■ Exercise goal
Please rewrite the rows below, replacing each "marker" with "dot" and changing nothing else.

Point-based annotation data
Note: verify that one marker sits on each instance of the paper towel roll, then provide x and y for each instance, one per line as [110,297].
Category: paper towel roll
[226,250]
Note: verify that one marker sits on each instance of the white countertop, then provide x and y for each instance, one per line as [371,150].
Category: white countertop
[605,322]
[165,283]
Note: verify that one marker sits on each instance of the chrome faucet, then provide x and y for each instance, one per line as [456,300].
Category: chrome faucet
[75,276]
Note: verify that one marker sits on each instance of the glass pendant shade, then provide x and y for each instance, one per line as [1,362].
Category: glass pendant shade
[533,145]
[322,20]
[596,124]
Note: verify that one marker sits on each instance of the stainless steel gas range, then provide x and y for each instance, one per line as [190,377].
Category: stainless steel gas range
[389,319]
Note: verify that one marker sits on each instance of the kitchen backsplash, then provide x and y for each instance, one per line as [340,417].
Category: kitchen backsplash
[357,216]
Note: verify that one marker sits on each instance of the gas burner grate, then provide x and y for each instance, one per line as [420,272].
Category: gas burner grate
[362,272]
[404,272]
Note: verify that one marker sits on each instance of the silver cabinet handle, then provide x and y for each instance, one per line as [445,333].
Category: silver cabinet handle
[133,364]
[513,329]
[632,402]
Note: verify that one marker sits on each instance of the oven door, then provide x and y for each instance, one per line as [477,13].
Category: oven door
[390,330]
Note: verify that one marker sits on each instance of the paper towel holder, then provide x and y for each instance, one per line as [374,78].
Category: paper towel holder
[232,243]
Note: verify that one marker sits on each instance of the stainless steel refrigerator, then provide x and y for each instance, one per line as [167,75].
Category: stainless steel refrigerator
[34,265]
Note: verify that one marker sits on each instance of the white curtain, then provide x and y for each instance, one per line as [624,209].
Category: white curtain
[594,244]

■ Result of the exercise
Note: verify that one dot sits on each instance of the paper towel roll, then provide x and y for each instance, one per line as [110,297].
Category: paper towel roll
[226,250]
Note: verify that one dot sits on each instance of the white countertop, then provide x and y for each instance, one per line as [371,150].
Category: white countertop
[605,322]
[165,283]
Note: verify that one dot sits on each instance of the chrome faucet, then provide x and y for each instance, one per line as [456,300].
Category: chrome faucet
[75,276]
Note: verify that one dot sits on each instance of the glass pendant shade, then provide x and y for each instance, one per line as [1,362].
Category: glass pendant shade
[533,145]
[322,20]
[596,124]
Note: verify that one dot sits on each instance of the stainless steel gas range, then provide x and y for each instance, one per line as [190,377].
Category: stainless steel gas range
[389,319]
Note: verify that one dot sits on each instance of the kitchen backsplash, then provide x and y for each instance, one per line as [340,417].
Category: kitchen backsplash
[357,216]
Note: verify that one dot sits on each instance of the gas burner grate, then provide x and y for each instance, one per line as [420,272].
Category: gas burner grate
[362,272]
[404,272]
Note: verify that one dot sits on each instance of the silver cabinet handle, then provide x and y for each instance, one per line as [445,333].
Category: silver cabinet handle
[133,364]
[513,329]
[632,402]
Note: verify that one dot sits on each instance of the oven door, then provide x and y for each instance, one per line as [477,13].
Category: oven door
[390,330]
Note: verify that one dot sits on each instance of the paper towel holder, then provide x and y for each instance, one per line as [374,78].
Category: paper towel holder
[232,243]
Note: verify that one dot sits on each instance of the stainless steel refrigerator, then provide x and y for each instance, one per line as [167,75].
Category: stainless steel refrigerator
[34,265]
Note: verify that one dot sits on each instance of the white curtain, then provide x and y for each instance, one per line as [624,209].
Category: white curtain
[594,244]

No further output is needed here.